Poiché le reti pubbliche percepiscono un canone obbligatorio, devono, almeno in teoria, offrire un servizio ai cittadini, vale a dire devono mandare in onda qualche programma che si ritiene utile e opportuno, indipendentemente dal fatto che piaccia o meno, che sia remunerativo o meno. Per le reti private, invece, è fondamentale che un programma vada incontro ai gusti del maggior numero di persone, perché l’incasso della pubblicità è proporzionale all’audience e, se questa scende al di sotto di un certo limite, la rete rischia di andare in deficit.
Se un utente non desidera essere raggiunto dagli spot ha due possibilità: o non accende il televisore oppure si abbona ad una pay tv, che gli offre in visione «pulita», cioè priva di messaggi pubblicitari, eventi sportivi, film e altro, che vengono trasmessi ad orari prestabiliti. Se uno, invece, vuole vedere un film nell’orario da lui prescelto, o a più riprese, non gli resta che acquistare o noleggiare il relativo DVD. Questa situazione è destinata a cambiare entro il 2012, almeno in Europa, dove si prevede il passaggio dalla t. analogica a quella digitale, che dovrebbe offrire numerosi vantaggi, fra cui una più ampia scelta e varietà di programmi, maggiore qualità dell’immagine, riduzione dei costi e interattività.

------------------------------

### Esercizi
[1] Rispondi a queste domande sul brano sulla televisione.
(a) Perché le reti pubbliche devono offrire un servizio ai cittadini?
(b) A che cosa è proporzionale l'incasso della pubblicità per le reti private?
(c) Entro quale anno si prevede in Europa il passaggio dalla televisione analogica a quella digitale?
[2] Ripeti parola per parola il passo del brano sulla televisione che comincia dalle parole "Se un utente". Fermati dopo le parole "costi e interattività.".
Le voci non hanno alcun ruolo in questo lavoro.

Estratto da un dataset
------------------------------

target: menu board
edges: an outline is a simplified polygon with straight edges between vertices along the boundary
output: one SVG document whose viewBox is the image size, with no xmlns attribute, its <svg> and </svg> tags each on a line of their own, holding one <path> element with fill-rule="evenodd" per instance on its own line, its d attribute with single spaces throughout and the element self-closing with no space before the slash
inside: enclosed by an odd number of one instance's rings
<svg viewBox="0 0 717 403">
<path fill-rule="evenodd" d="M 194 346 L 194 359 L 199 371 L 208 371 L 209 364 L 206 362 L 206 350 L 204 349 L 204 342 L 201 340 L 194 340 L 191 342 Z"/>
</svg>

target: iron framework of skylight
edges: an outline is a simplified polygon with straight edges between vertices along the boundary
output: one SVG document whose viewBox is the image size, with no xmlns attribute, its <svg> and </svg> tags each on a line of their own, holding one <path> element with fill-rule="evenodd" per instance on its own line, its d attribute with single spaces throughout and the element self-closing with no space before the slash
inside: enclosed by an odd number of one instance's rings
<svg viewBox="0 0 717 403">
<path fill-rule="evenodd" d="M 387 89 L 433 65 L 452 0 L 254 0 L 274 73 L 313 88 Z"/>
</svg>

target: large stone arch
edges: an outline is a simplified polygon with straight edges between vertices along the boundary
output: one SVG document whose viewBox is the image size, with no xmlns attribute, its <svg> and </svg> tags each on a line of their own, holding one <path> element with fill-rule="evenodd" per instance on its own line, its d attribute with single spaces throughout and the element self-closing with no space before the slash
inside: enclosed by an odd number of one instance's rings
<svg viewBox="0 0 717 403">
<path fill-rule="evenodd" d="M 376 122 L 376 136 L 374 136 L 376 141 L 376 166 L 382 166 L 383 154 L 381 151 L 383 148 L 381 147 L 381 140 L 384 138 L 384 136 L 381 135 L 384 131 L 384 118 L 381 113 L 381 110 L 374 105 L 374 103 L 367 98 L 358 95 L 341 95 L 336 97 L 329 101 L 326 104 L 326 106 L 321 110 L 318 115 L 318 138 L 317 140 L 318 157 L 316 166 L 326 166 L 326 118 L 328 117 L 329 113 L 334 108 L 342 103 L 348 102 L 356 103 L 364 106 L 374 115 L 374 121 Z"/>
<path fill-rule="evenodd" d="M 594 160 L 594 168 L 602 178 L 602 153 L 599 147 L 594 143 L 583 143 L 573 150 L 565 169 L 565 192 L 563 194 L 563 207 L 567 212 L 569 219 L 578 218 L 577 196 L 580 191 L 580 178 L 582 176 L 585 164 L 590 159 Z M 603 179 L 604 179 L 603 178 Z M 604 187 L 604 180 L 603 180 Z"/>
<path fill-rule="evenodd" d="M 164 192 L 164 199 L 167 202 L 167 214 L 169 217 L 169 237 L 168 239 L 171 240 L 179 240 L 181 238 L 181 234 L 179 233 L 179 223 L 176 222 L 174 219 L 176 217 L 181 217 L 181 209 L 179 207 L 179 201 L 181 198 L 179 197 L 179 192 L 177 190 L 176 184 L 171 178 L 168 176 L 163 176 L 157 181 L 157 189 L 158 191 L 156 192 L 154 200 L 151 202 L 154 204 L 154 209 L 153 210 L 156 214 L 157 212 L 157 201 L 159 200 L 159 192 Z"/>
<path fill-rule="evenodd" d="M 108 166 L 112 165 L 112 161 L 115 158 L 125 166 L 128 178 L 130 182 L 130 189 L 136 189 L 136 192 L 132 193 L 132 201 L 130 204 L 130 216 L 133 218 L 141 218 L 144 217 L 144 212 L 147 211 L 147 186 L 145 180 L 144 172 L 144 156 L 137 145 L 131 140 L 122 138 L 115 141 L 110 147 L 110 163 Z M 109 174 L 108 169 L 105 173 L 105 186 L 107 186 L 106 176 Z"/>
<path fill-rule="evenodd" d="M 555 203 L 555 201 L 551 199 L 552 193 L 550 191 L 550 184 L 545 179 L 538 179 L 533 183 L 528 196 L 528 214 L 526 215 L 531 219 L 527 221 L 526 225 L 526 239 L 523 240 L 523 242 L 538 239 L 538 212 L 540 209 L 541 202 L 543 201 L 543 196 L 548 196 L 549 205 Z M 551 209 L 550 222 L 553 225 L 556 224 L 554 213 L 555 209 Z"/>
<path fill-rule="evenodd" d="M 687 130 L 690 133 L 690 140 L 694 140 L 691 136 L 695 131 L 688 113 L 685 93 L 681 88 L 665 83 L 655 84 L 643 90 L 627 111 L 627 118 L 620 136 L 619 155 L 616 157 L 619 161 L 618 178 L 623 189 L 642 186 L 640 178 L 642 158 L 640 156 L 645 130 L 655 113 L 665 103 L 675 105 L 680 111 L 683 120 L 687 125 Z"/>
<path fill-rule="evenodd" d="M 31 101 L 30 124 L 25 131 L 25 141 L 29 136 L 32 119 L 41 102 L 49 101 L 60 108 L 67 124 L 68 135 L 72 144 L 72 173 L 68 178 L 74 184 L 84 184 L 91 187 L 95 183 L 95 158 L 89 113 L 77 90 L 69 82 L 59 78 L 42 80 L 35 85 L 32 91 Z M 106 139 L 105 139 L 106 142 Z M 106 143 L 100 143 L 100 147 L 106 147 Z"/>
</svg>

------------------------------

### Soluzioni
[1]
(a) Perché percepiscono un canone obbligatorio.
(b) All'audience.
(c) Entro il 2012.

[2]
Se un utente non desidera essere raggiunto dagli spot ha due possibilità: o non accende il televisore oppure si abbona ad una pay tv, che gli offre in visione «pulita», cioè priva di messaggi pubblicitari, eventi sportivi, film e altro, che vengono trasmessi ad orari prestabiliti. Se uno, invece, vuole vedere un film nell’orario da lui prescelto, o a più riprese, non gli resta che acquistare o noleggiare il relativo DVD. Questa situazione è destinata a cambiare entro il 2012, almeno in Europa, dove si prevede il passaggio dalla t. analogica a quella digitale, che dovrebbe offrire numerosi vantaggi, fra cui una più ampia scelta e varietà di programmi, maggiore qualità dell’immagine, riduzione dei costi e interattività.